Rewrite the items below as a Markdown table with the columns "Row" and "Line", from the start of the items through the line that contains "74 102 L 74", inclusive. Put one line in each row with its row number, and leave out blank lines and pictures.
──────── ITEMS ────────
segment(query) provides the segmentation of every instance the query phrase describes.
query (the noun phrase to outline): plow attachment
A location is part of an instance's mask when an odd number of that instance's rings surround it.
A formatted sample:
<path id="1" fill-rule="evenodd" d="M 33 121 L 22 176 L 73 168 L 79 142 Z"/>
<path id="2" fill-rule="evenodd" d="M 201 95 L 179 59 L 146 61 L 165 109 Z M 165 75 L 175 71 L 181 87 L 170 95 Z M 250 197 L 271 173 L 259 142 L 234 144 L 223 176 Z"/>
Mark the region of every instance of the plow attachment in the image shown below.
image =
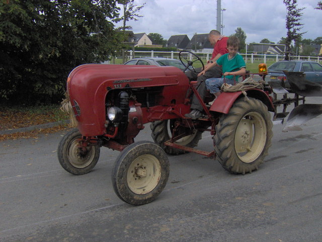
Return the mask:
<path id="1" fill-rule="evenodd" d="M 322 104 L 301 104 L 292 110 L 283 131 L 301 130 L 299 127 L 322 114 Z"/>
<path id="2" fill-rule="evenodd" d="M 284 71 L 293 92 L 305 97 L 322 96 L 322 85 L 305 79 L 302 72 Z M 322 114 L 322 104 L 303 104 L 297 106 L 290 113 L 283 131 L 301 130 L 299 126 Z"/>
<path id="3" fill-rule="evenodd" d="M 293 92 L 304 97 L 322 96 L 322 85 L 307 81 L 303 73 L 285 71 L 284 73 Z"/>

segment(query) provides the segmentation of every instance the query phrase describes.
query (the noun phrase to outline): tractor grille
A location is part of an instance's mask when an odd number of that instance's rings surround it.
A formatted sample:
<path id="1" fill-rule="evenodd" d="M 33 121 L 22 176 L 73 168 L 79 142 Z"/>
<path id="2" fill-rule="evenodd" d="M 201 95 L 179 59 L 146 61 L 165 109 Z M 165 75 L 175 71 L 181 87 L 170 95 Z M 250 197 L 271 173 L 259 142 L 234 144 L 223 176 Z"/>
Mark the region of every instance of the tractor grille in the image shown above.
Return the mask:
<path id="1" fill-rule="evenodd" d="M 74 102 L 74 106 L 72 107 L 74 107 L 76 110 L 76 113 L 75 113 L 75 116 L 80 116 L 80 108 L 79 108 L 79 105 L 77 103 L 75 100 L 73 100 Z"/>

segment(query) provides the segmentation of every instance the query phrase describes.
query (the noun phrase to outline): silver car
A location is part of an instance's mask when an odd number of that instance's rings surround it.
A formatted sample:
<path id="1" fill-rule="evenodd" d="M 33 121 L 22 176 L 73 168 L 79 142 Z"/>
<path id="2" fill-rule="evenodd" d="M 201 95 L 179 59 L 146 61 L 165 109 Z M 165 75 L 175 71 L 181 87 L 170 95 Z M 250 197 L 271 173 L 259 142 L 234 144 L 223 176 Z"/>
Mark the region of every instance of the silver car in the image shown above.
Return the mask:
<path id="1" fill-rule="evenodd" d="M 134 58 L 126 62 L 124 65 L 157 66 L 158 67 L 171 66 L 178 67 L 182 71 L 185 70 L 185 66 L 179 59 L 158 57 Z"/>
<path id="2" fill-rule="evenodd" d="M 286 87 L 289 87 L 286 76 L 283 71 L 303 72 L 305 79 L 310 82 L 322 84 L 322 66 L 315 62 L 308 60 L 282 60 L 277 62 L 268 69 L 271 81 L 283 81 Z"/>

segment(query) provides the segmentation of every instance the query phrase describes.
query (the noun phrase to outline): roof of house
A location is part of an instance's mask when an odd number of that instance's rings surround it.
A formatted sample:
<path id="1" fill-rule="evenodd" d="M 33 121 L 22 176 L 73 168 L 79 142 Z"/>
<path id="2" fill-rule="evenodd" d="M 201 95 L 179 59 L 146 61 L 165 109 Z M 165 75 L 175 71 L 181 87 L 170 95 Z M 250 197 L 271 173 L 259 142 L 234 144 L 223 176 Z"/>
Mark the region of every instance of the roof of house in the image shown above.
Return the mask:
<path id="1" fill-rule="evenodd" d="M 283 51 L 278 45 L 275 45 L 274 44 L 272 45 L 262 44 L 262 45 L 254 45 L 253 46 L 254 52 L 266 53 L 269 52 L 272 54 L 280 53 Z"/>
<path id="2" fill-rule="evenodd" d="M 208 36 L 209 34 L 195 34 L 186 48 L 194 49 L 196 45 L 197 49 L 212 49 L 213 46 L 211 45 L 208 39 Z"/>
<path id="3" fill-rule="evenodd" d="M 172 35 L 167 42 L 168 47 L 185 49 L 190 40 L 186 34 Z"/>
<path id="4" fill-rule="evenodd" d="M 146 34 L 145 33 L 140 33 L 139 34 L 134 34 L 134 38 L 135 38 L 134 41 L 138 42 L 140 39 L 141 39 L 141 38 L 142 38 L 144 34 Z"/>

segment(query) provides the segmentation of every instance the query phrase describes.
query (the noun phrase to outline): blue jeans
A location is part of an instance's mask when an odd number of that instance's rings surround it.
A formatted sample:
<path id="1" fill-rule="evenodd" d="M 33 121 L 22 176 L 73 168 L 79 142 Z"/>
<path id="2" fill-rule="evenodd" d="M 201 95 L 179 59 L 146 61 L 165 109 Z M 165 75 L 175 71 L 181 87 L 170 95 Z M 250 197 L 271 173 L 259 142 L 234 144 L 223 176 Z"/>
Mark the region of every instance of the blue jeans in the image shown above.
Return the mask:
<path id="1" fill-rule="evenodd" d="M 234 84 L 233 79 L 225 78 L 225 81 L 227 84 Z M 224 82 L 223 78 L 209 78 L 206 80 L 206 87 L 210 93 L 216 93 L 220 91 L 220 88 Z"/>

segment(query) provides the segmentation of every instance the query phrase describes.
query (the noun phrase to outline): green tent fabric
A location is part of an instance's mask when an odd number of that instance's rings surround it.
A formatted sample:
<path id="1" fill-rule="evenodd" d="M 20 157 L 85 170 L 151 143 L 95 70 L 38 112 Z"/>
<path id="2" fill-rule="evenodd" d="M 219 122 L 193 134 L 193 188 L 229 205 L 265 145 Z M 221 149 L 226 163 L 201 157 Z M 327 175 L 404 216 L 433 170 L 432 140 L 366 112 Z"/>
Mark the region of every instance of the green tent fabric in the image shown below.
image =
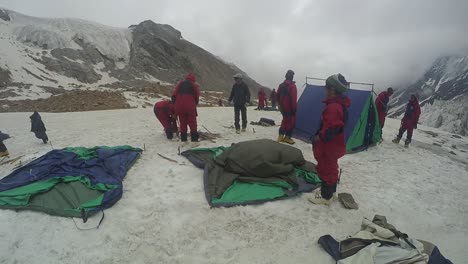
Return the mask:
────────
■ TASK OUTPUT:
| Row | Line |
|---|---|
| 1 | segment(query) provides the segmentation of every instance the query phrase describes. |
| 2 | query (the noun phrase to outline): plow attachment |
| 3 | A location is part of an instance's mask when an odd number of that instance's rings surround it. |
| 4 | A formatted sample: |
| 5 | <path id="1" fill-rule="evenodd" d="M 33 121 L 22 176 L 73 168 L 79 142 Z"/> |
| 6 | <path id="2" fill-rule="evenodd" d="M 201 95 L 179 59 L 146 61 L 165 109 Z M 165 75 L 175 71 L 181 87 L 170 95 Z M 250 197 L 271 173 L 259 142 L 234 144 L 223 176 Z"/> |
| 7 | Mark the region of every instance of the plow attachment in the image shown below. |
| 8 | image = |
| 9 | Return the mask: |
| 10 | <path id="1" fill-rule="evenodd" d="M 322 104 L 301 104 L 292 110 L 283 131 L 301 130 L 299 127 L 322 114 Z"/> |
| 11 | <path id="2" fill-rule="evenodd" d="M 284 71 L 293 92 L 305 97 L 322 96 L 322 85 L 305 79 L 302 72 Z M 322 114 L 322 104 L 303 104 L 297 106 L 290 113 L 283 131 L 301 130 L 299 126 Z"/> |
| 12 | <path id="3" fill-rule="evenodd" d="M 293 92 L 304 97 L 322 96 L 322 85 L 307 81 L 303 73 L 285 71 L 284 73 Z"/> |
| 13 | segment(query) provides the segmentation of every instance the query phrase describes. |
| 14 | query (the noun phrase to outline): tractor grille |
| 15 | A location is part of an instance's mask when an odd number of that instance's rings surround it. |
| 16 | A formatted sample: |
| 17 | <path id="1" fill-rule="evenodd" d="M 33 121 L 22 176 L 73 168 L 79 142 Z"/> |
| 18 | <path id="2" fill-rule="evenodd" d="M 201 95 L 179 59 L 146 61 L 165 109 Z M 165 75 L 175 71 L 181 87 L 170 95 Z M 250 197 L 271 173 L 259 142 L 234 144 L 223 176 Z"/> |
| 19 | Mark the region of every instance of the tractor grille in the image shown above. |
| 20 | Return the mask: |
| 21 | <path id="1" fill-rule="evenodd" d="M 74 102 L 74 106 L 72 107 L 74 107 L 76 110 L 76 113 L 75 113 L 75 116 L 80 116 L 80 108 L 79 108 L 79 105 L 77 103 L 75 100 L 73 100 Z"/> |